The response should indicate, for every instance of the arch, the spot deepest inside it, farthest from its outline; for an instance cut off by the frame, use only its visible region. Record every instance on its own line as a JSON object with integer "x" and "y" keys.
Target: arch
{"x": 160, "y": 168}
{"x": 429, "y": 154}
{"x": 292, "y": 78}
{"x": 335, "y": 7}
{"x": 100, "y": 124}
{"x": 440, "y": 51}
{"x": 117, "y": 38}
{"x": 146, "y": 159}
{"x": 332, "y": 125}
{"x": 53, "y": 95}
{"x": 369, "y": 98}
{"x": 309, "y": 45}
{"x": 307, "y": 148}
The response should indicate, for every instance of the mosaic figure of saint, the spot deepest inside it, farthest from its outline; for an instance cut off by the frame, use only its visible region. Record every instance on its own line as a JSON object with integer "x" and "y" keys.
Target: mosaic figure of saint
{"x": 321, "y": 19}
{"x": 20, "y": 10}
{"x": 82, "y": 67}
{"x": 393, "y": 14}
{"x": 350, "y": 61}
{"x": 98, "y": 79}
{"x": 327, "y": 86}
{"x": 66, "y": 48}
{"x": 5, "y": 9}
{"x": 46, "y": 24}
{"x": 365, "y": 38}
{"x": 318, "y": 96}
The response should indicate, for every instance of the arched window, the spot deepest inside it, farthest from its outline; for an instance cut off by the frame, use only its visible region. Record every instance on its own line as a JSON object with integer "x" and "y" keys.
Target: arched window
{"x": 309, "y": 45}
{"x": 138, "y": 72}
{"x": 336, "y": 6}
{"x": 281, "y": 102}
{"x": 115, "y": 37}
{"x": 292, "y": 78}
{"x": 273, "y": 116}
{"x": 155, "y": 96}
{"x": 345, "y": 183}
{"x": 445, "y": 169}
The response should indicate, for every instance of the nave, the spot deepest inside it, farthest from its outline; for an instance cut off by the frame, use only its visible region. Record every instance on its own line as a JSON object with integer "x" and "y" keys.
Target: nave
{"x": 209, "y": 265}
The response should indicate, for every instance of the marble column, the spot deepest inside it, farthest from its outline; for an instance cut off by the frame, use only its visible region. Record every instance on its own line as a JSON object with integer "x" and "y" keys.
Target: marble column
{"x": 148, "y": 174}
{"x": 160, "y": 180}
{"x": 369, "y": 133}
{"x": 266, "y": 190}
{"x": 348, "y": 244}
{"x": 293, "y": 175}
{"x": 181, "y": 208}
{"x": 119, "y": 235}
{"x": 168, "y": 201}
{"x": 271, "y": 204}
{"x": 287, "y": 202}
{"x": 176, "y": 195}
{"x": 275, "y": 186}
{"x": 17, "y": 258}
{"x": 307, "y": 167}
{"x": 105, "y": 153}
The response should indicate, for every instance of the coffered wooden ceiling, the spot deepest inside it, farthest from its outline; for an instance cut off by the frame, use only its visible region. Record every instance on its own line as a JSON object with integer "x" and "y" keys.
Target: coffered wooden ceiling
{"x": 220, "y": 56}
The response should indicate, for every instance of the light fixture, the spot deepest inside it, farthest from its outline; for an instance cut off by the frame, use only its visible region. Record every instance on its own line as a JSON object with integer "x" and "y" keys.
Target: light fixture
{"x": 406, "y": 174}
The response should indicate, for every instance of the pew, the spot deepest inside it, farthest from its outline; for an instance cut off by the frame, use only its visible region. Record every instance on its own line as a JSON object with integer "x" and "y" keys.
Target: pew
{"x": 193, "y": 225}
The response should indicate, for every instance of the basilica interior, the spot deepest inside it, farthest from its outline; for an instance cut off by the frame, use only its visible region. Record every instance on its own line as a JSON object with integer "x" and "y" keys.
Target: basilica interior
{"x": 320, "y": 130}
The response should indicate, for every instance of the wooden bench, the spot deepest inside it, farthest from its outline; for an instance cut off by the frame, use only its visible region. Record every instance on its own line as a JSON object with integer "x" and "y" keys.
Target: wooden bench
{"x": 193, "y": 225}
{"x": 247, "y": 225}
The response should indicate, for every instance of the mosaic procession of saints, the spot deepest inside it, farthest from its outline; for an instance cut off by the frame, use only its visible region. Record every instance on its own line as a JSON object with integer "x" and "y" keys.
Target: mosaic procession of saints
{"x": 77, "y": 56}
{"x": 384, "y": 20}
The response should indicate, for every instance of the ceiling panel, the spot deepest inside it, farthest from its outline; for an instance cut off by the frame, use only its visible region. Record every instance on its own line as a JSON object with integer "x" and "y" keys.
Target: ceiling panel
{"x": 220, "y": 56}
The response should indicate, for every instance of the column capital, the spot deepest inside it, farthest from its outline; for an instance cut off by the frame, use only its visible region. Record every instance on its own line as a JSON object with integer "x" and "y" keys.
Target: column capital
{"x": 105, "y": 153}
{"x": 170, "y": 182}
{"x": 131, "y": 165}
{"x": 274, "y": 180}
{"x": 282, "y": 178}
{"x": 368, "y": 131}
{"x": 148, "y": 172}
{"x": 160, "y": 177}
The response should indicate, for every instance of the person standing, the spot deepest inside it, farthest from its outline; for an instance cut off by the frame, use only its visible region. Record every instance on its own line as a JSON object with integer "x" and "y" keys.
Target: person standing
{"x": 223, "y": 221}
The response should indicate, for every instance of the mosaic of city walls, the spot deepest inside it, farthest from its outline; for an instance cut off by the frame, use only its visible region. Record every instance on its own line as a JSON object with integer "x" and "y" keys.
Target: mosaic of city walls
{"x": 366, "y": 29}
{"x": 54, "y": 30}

******

## ACTIVITY
Print, please, the lines from the first line of the material through the line that contains "the nave, the", exactly as written and with nothing added.

## SOLUTION FOR THIS EXERCISE
The response should indicate, for every instance of the arch, the spot deepest inside it, farthest from its outline; for an instance cut off by the frame, use only its visible region. Record every instance on its own line as a JSON object with integer "x" and "y" keys.
Target: arch
{"x": 160, "y": 168}
{"x": 429, "y": 154}
{"x": 292, "y": 78}
{"x": 335, "y": 7}
{"x": 100, "y": 124}
{"x": 440, "y": 51}
{"x": 117, "y": 38}
{"x": 146, "y": 159}
{"x": 332, "y": 125}
{"x": 53, "y": 95}
{"x": 369, "y": 98}
{"x": 309, "y": 45}
{"x": 307, "y": 148}
The response should indicate, for every instance of the mosaic figure of saint, the spot deepest inside it, farthest from its outline; for an instance cut off by the frame, use only its visible region. Record every instance on its own line as a JSON object with integer "x" and "y" keys.
Target: mosaic figure of saint
{"x": 321, "y": 19}
{"x": 20, "y": 10}
{"x": 82, "y": 67}
{"x": 393, "y": 14}
{"x": 350, "y": 61}
{"x": 98, "y": 79}
{"x": 327, "y": 86}
{"x": 66, "y": 48}
{"x": 5, "y": 9}
{"x": 46, "y": 24}
{"x": 365, "y": 38}
{"x": 318, "y": 96}
The response should indicate, for every instance of the arched window, the spot deepest inside it, farthest from its outline; for an instance cut off by the frame, use only its visible region. Record every instance on its own line as a JSON object with integer "x" and "y" keys.
Target: arched window
{"x": 309, "y": 45}
{"x": 138, "y": 72}
{"x": 336, "y": 6}
{"x": 281, "y": 102}
{"x": 115, "y": 37}
{"x": 292, "y": 78}
{"x": 273, "y": 116}
{"x": 155, "y": 96}
{"x": 345, "y": 183}
{"x": 445, "y": 169}
The response should indicate, for every instance of the nave, the spot deepest inside it, farthest from its outline; for an instance cut off by the frame, use only its visible region. Record every instance on its own line as a JSON object with integer "x" and "y" keys.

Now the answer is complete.